There now exist high precision deep inelastic $ep$ scattering                                                   
data \cite{H1,ZEUS} covering both the low $Q^2$ and high $Q^2$                                                   
domains, as well as measurements of the photoproduction cross                                                   
section.  The interesting structure of these measurements, in                                                   
particular the change in the behaviour of the cross section with $Q^2$ at $Q^2 \sim                                        
0.2 {\rm GeV}^2$, highlight the importance of obtaining a theoretical QCD                                                   
description which smoothly links the non-perturbative and perturbative domains.                                                   
                                                   
In any QCD description of a $\gamma^* p$ collision, the first                                                   
step is the conversion of the initial photon into a $q                                                   
\overline{q}$ pair, which is then followed by the interaction of                                                   
the pair with the target proton, see Fig.1.  Let $\sigma (s, Q^2)$ be the                                                   
total cross section for the process $\gamma^* p \rightarrow X$                                                   
where $Q^2$ is the virtuality of the photon and $\sqrt{s}$ is the      
$\gamma^* p$ centre-of-mass energy.
We can write the dispersion relation in the following way:
\be                                                   
\label{eq:a1}                                                   
{\scriptstyle \sigma (s, Q^2) \; = \; \sum_q \: \int_0^\infty \:
 \frac{d M^2}{(M^2 +                                                   
Q^2)^2} \; \rho (s, M^2) \: \sigma_{q \overline{q} + p} (s, M^2)}
\ee                                                   
where the spectral function $\rho (s, M^2)$ is the density of $q                                                   
\overline{q}$ states.                                                   
Following \cite{BK} we may divide the                                          integral into                                                   
two parts: the region $M^2 < Q_0^2$                                                    
described by the vector meson                                                   
dominance model (VDM) and the region $M^2 > Q_0^2$ described by                                                   
perturbative QCD.
 To exploit further this idea we must achieve a better separation between                                                   
the short and long distance contributions.  To do this we take a                                                   
two-dimensional integral over the longitudinal ($z$), and transverse                                                   
momentum ($k_T$) components of the quark, see Fig1.

■ **Entries provided**:

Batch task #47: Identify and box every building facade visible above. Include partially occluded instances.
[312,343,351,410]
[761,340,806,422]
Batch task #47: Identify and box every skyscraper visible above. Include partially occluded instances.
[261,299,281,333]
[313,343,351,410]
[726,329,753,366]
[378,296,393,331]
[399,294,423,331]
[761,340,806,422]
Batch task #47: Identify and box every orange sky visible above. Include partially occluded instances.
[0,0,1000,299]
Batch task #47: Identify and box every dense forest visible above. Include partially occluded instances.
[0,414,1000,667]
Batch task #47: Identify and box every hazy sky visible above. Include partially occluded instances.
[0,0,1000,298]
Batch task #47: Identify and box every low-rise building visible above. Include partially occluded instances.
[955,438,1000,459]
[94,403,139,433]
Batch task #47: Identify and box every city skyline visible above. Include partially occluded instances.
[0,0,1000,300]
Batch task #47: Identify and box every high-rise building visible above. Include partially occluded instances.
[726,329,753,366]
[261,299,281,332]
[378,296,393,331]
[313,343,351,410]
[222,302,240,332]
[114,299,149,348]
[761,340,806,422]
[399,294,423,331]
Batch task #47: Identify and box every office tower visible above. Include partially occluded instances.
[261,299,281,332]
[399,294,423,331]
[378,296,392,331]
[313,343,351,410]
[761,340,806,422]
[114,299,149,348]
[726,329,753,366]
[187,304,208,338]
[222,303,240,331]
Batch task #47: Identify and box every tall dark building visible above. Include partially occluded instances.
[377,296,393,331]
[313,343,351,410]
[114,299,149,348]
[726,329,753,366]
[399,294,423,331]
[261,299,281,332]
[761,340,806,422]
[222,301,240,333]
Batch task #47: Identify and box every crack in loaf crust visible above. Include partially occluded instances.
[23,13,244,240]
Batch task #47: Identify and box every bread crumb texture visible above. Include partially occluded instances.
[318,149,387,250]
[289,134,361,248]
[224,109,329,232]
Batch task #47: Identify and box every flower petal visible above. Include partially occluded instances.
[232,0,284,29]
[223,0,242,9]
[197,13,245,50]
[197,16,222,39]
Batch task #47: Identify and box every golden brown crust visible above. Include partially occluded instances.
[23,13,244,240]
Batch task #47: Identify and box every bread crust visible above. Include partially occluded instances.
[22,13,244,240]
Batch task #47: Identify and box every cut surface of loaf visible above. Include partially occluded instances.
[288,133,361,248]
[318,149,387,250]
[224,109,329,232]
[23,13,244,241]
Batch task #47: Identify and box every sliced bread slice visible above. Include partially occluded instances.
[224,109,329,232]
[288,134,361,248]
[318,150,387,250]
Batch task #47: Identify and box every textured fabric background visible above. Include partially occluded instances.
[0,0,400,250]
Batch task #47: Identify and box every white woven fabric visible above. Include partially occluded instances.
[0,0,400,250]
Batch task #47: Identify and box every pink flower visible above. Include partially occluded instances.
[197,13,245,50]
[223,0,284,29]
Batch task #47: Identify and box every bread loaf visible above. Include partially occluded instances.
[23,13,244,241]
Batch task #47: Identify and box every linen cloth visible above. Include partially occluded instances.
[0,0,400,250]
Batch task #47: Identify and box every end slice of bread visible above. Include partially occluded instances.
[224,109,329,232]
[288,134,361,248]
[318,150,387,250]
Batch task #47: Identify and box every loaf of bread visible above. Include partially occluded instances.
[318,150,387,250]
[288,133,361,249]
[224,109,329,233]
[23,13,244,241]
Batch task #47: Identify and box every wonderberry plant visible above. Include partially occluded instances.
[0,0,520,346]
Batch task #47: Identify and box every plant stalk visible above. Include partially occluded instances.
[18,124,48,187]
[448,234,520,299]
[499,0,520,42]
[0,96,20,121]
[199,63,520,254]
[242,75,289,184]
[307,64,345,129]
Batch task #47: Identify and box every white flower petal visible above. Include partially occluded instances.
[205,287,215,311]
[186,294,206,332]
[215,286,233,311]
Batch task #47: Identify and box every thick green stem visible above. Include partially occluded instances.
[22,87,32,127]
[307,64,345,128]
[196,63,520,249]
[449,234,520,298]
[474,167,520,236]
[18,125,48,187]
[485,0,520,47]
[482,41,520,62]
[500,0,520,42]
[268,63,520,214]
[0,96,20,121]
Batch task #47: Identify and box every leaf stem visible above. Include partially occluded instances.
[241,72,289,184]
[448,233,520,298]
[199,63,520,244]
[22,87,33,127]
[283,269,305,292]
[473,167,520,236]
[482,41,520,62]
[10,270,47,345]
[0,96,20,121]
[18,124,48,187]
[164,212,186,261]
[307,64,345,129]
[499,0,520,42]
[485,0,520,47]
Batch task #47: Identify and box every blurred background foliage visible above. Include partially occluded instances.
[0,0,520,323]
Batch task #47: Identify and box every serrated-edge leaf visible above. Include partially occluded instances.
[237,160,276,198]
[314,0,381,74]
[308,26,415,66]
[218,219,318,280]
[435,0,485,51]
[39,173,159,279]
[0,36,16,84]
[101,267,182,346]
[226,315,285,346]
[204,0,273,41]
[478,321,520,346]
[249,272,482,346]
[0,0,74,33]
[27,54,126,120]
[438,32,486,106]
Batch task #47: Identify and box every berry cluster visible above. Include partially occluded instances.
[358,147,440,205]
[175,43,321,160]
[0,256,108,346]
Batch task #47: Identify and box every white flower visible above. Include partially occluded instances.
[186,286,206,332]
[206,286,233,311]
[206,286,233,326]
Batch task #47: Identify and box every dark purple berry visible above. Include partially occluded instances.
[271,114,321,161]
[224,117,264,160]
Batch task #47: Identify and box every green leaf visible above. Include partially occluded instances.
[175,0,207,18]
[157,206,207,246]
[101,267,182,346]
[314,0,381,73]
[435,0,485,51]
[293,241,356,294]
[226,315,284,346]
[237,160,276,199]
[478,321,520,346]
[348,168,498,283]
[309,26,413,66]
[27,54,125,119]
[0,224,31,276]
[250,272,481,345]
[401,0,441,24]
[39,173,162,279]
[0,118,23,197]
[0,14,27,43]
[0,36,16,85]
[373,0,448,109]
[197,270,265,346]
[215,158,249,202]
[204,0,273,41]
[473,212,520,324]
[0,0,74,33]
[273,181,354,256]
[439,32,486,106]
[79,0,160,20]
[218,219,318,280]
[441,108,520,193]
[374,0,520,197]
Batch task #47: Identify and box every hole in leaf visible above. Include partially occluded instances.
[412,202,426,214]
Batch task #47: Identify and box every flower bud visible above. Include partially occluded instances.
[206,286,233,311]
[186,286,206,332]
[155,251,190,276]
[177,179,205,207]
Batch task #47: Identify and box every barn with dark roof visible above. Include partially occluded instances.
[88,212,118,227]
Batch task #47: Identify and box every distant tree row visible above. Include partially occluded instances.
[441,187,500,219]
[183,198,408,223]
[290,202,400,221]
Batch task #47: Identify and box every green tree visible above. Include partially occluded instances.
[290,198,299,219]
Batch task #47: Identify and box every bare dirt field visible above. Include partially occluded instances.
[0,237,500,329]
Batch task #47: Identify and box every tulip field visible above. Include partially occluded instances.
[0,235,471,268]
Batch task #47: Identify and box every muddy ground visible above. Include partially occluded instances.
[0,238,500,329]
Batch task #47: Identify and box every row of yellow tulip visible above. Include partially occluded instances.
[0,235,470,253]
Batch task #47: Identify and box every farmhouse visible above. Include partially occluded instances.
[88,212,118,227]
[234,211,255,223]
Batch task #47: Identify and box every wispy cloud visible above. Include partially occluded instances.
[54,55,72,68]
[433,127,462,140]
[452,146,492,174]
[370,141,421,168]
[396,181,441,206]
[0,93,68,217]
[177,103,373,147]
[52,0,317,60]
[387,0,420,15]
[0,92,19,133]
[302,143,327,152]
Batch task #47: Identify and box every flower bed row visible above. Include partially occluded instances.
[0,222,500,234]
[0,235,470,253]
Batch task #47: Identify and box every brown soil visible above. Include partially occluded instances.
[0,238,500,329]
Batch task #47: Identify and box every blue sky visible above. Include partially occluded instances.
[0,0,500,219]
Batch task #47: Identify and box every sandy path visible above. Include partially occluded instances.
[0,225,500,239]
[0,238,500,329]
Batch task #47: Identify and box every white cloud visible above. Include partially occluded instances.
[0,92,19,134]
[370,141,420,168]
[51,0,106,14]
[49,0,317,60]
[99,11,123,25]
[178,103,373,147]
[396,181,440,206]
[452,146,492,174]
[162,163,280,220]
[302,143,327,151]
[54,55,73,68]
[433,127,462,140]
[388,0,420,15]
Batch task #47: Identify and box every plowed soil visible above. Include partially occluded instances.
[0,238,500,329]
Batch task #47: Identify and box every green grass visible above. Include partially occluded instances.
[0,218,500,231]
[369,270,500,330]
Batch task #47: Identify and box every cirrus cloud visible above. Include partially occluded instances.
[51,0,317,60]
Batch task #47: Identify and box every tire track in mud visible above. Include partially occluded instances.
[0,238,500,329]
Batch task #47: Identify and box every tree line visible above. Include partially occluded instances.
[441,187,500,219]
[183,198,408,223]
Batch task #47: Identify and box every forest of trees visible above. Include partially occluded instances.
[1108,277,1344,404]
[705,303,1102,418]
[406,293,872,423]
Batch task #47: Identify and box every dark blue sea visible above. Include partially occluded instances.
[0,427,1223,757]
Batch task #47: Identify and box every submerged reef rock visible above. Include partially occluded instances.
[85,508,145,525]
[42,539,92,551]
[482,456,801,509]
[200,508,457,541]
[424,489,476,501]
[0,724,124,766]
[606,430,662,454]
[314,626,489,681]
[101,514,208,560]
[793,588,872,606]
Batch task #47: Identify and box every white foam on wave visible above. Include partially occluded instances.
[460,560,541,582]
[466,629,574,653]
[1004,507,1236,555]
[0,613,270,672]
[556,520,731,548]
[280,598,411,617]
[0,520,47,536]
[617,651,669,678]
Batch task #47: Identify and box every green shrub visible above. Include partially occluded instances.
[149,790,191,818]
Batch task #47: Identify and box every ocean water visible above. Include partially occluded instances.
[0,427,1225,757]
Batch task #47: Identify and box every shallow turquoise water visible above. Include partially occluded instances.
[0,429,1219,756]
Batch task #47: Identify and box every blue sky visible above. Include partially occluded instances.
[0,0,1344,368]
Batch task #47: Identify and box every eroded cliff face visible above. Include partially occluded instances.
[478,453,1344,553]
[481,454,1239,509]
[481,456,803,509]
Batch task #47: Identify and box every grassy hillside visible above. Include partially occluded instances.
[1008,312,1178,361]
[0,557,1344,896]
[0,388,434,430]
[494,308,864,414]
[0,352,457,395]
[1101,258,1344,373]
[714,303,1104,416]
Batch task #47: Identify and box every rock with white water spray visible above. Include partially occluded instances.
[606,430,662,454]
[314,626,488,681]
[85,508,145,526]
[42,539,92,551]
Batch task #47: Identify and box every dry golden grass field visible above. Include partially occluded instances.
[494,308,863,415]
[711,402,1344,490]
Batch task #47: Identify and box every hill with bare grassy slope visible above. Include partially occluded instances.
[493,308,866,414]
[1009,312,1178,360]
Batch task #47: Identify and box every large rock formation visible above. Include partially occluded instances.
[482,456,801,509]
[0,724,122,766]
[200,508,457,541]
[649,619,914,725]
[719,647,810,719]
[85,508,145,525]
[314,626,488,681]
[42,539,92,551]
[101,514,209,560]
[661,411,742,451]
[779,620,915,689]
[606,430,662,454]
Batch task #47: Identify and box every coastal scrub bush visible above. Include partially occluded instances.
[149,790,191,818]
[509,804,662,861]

■ **What you are asked to do**:
Decide whether each statement agrees with the deep inelastic scattering excerpt, answering yes or no and quoting the deciding words from it: (a) In a QCD description of a γ*p collision, the first step is the conversion of the initial photon into a quark–antiquark pair. (b) The region where M² is greater than Q₀² is described by the vector meson dominance model. (c) The two-dimensional integral is taken over longitudinal and transverse momentum components of the photon.

■ **Complete answer**:
(a) Yes: "the first step is the conversion of the initial photon into a $q \overline{q}$ pair"
(b) No: "the region $M^2 < Q_0^2$ described by the vector meson dominance model (VDM) and the region $M^2 > Q_0^2$ described by perturbative QCD"
(c) No: "a two-dimensional integral over the longitudinal ($z$), and transverse momentum ($k_T$) components of the quark"